Gather every line below that contains the string "wall". Case counts, so copy only lines where it appears with the same capitalization.

- - - -

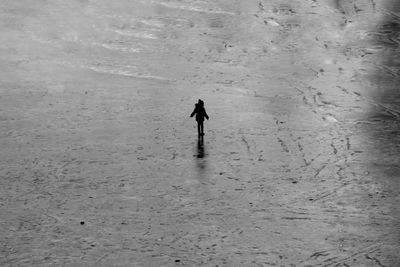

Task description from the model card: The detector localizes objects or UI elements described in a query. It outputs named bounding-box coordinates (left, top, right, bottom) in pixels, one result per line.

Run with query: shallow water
left=0, top=0, right=400, bottom=266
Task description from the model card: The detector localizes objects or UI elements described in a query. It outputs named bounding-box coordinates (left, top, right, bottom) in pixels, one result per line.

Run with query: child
left=190, top=99, right=208, bottom=137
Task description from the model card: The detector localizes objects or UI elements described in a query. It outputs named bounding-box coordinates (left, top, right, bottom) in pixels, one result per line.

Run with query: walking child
left=190, top=99, right=208, bottom=137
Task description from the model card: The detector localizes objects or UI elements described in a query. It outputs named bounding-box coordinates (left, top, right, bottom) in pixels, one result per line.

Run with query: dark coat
left=190, top=104, right=208, bottom=122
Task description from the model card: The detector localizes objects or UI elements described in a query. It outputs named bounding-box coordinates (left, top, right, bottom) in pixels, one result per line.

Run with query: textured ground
left=0, top=0, right=400, bottom=266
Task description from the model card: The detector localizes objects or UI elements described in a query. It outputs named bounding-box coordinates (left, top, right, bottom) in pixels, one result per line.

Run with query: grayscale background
left=0, top=0, right=400, bottom=267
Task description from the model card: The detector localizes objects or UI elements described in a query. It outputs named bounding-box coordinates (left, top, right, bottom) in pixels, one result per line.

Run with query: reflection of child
left=190, top=99, right=208, bottom=136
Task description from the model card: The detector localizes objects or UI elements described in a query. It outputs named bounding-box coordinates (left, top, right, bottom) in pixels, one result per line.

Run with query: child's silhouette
left=190, top=99, right=209, bottom=137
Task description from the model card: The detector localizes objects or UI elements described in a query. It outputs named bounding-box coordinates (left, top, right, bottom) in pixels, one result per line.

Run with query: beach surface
left=0, top=0, right=400, bottom=267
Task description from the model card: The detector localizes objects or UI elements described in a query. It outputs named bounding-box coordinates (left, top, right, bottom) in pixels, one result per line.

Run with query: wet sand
left=0, top=0, right=400, bottom=266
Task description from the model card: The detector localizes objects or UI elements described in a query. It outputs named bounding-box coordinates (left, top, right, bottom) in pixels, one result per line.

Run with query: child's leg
left=197, top=121, right=201, bottom=136
left=200, top=122, right=204, bottom=135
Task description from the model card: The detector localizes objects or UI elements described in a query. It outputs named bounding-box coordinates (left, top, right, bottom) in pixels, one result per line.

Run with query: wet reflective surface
left=0, top=0, right=400, bottom=266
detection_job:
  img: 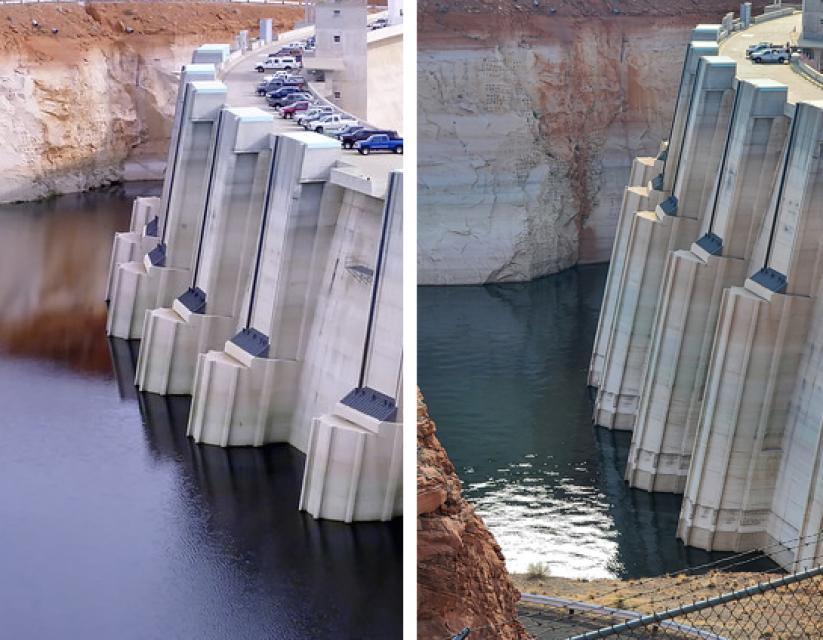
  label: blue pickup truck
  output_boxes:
[354,133,403,156]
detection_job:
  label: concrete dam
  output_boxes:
[589,10,823,569]
[107,27,403,522]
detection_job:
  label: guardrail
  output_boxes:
[791,56,823,89]
[752,8,795,24]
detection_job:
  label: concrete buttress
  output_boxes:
[136,107,272,394]
[107,81,227,339]
[678,101,823,551]
[589,34,718,387]
[106,64,215,306]
[594,56,736,430]
[626,80,789,493]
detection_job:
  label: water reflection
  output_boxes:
[418,265,776,578]
[110,339,402,638]
[0,182,161,374]
[0,189,402,640]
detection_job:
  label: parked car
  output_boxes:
[752,48,791,64]
[280,100,312,120]
[354,133,403,156]
[254,56,300,73]
[340,129,398,149]
[265,76,306,95]
[280,92,314,108]
[266,91,312,108]
[303,113,357,133]
[257,71,289,96]
[334,124,364,140]
[294,105,334,126]
[746,42,772,58]
[266,87,303,98]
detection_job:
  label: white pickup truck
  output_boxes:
[752,47,792,64]
[254,56,300,73]
[303,113,357,133]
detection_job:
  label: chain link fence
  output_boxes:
[564,567,823,640]
[450,532,823,640]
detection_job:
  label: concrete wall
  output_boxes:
[589,15,823,568]
[314,0,368,118]
[366,25,403,133]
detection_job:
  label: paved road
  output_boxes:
[720,13,823,102]
[217,14,403,194]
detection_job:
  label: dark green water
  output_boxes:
[418,265,760,578]
[0,184,402,640]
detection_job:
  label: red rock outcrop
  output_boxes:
[417,395,529,640]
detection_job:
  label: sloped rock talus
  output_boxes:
[417,396,529,640]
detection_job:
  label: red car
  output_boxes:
[280,100,309,118]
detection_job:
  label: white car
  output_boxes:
[303,113,357,133]
[294,106,334,126]
[752,48,791,64]
[254,56,300,73]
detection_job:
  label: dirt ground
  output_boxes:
[0,2,303,59]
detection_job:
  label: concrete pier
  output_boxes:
[589,36,718,387]
[678,101,823,551]
[106,81,227,339]
[626,80,789,493]
[589,8,823,570]
[300,173,403,522]
[188,133,340,446]
[104,28,403,522]
[136,107,272,394]
[594,56,736,430]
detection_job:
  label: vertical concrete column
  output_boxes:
[594,56,735,430]
[260,18,272,44]
[106,80,227,339]
[159,63,217,228]
[626,80,788,493]
[300,172,403,522]
[291,166,396,451]
[678,101,823,551]
[740,2,752,29]
[588,156,665,387]
[588,41,718,387]
[136,107,273,394]
[188,133,340,446]
[766,280,823,570]
[106,64,215,300]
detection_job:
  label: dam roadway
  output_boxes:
[219,21,403,197]
[720,13,823,103]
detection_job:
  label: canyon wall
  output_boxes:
[418,0,772,284]
[417,395,529,640]
[0,2,302,202]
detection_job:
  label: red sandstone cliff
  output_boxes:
[417,0,776,284]
[417,396,529,640]
[0,2,303,202]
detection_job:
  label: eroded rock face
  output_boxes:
[417,396,529,640]
[418,0,768,284]
[0,2,302,202]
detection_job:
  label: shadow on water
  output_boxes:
[418,265,773,578]
[109,339,402,638]
[0,185,402,640]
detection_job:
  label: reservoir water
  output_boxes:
[418,265,773,578]
[0,183,402,640]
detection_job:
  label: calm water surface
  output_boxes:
[418,265,772,578]
[0,184,402,640]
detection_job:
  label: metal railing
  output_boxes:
[568,566,823,640]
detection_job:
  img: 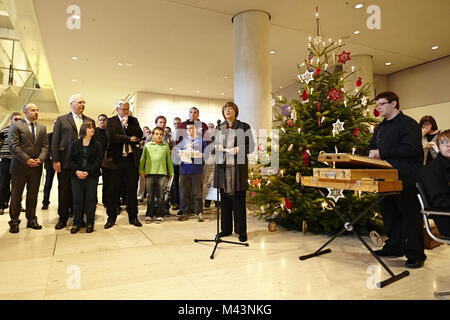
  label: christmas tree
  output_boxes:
[249,8,381,234]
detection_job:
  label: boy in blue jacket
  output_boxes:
[177,121,206,222]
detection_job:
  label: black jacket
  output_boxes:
[106,116,144,167]
[421,153,450,211]
[69,139,103,178]
[210,120,255,191]
[369,112,423,189]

- - - -

[EXPECTED ANSWER]:
  label: concrete wall
  label: canyon wall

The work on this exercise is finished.